- **Task instructions**: List every line of the records that contains the word "beige", copying each line in full. Treat uppercase and lowercase letters as different.

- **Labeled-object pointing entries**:
--------------------------------

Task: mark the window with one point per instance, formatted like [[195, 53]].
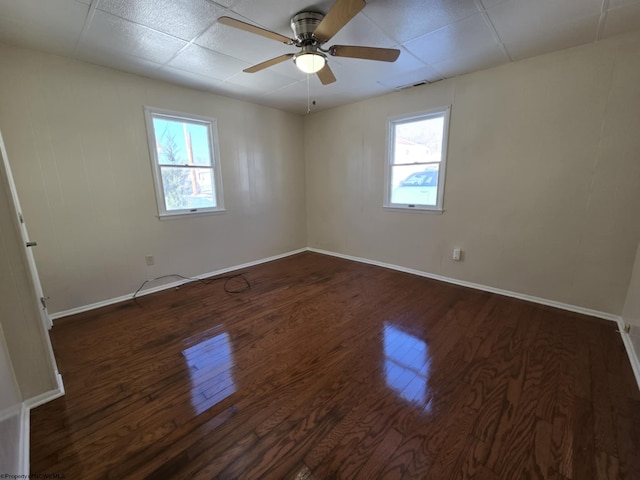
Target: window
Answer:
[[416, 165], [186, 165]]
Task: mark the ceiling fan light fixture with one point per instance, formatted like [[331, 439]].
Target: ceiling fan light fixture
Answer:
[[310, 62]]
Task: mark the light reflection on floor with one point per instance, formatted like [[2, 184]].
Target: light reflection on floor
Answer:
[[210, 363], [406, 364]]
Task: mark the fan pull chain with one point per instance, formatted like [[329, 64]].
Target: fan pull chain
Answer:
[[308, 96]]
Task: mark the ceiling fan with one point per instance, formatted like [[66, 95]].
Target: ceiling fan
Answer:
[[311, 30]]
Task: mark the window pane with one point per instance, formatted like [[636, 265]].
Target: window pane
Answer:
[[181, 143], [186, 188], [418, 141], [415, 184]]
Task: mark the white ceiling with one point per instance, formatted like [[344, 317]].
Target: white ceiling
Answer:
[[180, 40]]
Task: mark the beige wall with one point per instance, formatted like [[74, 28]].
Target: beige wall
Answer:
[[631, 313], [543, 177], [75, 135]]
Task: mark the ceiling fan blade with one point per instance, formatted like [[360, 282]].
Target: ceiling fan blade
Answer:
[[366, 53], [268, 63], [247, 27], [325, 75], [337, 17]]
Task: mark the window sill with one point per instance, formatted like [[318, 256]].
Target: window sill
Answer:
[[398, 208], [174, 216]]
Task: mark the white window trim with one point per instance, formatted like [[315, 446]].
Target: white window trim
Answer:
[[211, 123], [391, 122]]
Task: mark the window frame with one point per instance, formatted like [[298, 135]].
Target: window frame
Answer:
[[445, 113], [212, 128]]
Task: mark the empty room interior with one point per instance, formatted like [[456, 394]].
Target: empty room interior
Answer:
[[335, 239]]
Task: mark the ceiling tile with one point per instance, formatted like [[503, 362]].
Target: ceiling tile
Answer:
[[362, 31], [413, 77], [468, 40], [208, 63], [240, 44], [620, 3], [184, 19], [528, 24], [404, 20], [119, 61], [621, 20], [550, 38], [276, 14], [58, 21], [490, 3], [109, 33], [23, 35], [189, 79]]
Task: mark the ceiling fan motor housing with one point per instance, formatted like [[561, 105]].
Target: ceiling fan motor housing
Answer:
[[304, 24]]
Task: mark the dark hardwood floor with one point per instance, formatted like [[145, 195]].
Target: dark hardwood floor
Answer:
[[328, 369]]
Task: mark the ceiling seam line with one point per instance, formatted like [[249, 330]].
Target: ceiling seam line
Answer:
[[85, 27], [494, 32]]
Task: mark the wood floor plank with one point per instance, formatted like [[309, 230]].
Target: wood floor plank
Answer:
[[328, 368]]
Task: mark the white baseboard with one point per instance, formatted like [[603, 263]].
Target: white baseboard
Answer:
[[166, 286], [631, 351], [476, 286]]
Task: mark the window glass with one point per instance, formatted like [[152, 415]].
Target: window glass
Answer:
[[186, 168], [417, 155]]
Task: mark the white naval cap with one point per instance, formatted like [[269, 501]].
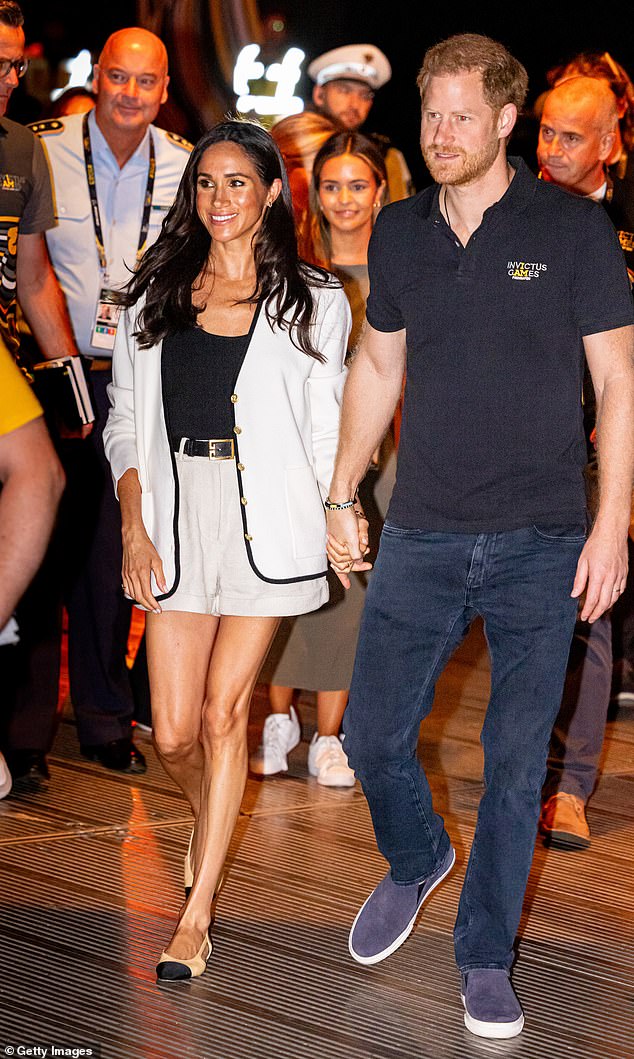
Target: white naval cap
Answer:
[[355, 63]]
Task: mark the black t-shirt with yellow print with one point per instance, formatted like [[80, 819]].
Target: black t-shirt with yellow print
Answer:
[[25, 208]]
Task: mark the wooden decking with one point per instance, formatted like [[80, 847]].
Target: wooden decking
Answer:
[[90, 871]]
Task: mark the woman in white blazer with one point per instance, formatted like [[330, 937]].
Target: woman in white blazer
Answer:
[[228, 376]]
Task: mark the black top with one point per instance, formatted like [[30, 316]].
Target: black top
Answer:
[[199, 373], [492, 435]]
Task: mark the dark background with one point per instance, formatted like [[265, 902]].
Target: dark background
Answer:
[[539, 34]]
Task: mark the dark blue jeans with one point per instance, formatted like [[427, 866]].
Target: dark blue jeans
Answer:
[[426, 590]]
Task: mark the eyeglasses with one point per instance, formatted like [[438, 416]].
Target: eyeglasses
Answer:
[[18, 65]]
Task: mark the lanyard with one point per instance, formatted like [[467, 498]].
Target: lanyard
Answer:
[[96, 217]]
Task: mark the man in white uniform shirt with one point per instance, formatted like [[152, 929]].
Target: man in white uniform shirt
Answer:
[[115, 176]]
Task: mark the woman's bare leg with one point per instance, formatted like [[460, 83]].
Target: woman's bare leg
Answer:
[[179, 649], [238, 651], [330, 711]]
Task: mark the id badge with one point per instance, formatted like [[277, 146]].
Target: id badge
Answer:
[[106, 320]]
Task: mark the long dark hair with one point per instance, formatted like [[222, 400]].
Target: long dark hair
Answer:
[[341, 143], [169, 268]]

--------------------------------

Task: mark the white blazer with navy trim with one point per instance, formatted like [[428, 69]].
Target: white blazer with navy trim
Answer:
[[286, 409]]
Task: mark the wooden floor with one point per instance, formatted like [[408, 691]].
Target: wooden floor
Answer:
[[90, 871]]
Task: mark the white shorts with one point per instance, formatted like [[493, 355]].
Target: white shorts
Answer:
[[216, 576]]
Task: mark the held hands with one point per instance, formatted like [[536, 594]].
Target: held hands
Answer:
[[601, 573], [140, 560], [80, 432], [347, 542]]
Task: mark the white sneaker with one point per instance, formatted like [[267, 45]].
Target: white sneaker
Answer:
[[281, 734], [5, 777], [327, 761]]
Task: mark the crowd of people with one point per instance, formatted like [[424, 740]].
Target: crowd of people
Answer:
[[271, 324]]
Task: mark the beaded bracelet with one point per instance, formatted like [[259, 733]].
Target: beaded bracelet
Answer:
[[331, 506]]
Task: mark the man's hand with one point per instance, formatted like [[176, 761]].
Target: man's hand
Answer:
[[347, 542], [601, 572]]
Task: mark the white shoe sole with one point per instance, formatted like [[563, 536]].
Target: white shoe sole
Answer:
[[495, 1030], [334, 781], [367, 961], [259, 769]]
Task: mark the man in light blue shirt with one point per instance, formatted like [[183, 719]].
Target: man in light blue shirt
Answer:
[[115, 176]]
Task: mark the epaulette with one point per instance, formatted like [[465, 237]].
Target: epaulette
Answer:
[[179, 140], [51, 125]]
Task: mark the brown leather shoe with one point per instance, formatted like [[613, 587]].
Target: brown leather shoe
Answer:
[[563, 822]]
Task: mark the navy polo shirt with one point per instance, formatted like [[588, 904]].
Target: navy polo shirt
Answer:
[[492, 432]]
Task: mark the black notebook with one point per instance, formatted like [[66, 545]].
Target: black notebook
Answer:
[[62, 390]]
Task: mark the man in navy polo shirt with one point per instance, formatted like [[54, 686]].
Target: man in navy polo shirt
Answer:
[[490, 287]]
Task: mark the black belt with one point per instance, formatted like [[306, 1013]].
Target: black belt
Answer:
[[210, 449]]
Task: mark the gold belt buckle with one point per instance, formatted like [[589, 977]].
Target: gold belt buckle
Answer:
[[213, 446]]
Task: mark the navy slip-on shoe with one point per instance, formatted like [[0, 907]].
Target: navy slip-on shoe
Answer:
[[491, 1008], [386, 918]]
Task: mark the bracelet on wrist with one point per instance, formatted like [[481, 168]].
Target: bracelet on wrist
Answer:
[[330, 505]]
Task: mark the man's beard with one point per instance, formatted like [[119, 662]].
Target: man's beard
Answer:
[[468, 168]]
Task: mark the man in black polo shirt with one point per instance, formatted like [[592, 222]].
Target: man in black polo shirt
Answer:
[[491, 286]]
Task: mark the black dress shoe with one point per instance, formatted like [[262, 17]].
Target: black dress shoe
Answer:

--------------------------------

- **Finished answer**:
Task: mark the beige wall with one point per instance, formatted like [[74, 28]].
Target: beige wall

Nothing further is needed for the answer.